#### EXCERPT PROVIDED
⁂

Several schools in the city have decided to address the mental health of students, especially those in junior classes, as they are forced to stay indoors for a second year in a row.
Many of these students are also seeing deaths and diseases at home or in close family, which is taking a toll on their well-being.
Schools are structuring their timetable to include separate time slots for teachers to interact informally with the students or giving them a “break” where the students interact among themselves with no adult interference.
While teachers have been asked to be in constant touch with students, schools are also taking the initiative of arranging a one-to-one with a professional, if needed.
Calcutta Girls’ High School has sent a notice to parents of children in Classes II to V that if they spot any beh-avioural changes they could contact a teacher and the school would set up a parents’ session with a professional.
“If they (parents) notice any defiance, trauma, viol-ence or behavioural changes in children they should immediately contact us,” said principal Basanti Biswas.
The initiative by Calcutta Girls’ is to train parents to cope with the situation better.
School were shut for almost a year from March last to February this year. The government allowed school to reopen from February 12 but they were closed again as case began to rise.
At Loreto House, the teachers have been asked to be in constant touch with students. Parents have been notified that the “school counsellor is always available”. “Children need reassurance because there is hardly any family that is not affected by Covid,” said Aruna Gomes, the principal of Loreto House.
At Sushila Birla Girls’ School a class teacher period has been allotted every day for 20 minutes where students can “express their fears and anxieties”.
La Martiniere for Girls has started a non-academic class once a week for students of Classes III, IV and V where students can to talk to their teachers.
“Children are given an opportunity to meet their teachers online in small batches of five or six. They are missing out on school life and this is their little time together to talk and connect with the teacher,” said Rupkatha Sarkar, the principal of La Martiniere for Girls.
The pandemic is stretching and children are unable to go out or meet their peers. “In this situation every teacher has to be a counsellor first to understand the child,” added Sarkar.
Psychotherapist Farishta Dastur Mukerji said the mental health of students should be a school’s top priority now.
Heads of schools felt not just “disease in the family” but to hear about teachers being taken ill can also be upsetting. “When they see a substitute teacher taking a class they know another teacher is down with Covid-19 and it is upsetting,” said Sharmila Bose, the director of Sushila Birla Girls’ School.

⁂

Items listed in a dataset

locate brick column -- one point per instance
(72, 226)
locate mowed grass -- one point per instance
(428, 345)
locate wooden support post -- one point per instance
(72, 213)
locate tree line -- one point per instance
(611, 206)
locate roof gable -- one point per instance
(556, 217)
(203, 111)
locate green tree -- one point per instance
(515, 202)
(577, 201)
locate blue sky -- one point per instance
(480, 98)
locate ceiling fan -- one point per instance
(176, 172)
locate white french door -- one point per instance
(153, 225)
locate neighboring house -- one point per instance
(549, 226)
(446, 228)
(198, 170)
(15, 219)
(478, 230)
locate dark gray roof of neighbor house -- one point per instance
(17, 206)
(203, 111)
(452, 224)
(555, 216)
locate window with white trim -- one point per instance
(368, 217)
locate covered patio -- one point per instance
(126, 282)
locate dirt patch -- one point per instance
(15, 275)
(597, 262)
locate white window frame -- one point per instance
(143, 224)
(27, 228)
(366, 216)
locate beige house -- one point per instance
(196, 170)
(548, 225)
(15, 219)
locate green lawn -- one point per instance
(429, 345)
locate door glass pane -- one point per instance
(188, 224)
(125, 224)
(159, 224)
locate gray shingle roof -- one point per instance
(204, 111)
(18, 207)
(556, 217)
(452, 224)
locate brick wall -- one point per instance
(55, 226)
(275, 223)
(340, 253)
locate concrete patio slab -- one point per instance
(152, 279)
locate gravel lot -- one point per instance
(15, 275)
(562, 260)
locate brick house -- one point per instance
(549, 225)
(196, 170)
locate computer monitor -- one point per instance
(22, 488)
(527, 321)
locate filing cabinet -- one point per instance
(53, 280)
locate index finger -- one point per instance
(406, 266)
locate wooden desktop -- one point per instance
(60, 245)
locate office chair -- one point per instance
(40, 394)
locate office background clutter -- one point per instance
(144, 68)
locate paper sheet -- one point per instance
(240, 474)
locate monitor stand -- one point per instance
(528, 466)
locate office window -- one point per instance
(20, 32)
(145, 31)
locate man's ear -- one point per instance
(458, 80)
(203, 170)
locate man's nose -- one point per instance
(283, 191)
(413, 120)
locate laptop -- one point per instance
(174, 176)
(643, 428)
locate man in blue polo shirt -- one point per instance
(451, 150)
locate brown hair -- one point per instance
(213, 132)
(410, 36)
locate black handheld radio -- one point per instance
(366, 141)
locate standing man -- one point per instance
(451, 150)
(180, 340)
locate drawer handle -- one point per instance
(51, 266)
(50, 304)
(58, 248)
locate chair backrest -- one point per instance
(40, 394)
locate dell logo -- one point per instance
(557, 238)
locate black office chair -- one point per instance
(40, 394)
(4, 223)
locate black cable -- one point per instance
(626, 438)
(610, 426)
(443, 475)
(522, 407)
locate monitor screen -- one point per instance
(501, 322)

⁂

#### INSTRUCTIONS
- a) According to the article on student mental health, how long is the daily class teacher period at Sushila Birla Girls' School?
- b) Transcribe the article on student mental health from "While teachers have" to "professional, if needed.".

#### EXERCISE RESPONSES
- a) 20 minutes

- b)
While teachers have been asked to be in constant touch with students, schools are also taking the initiative of arranging a one-to-one with a professional, if needed.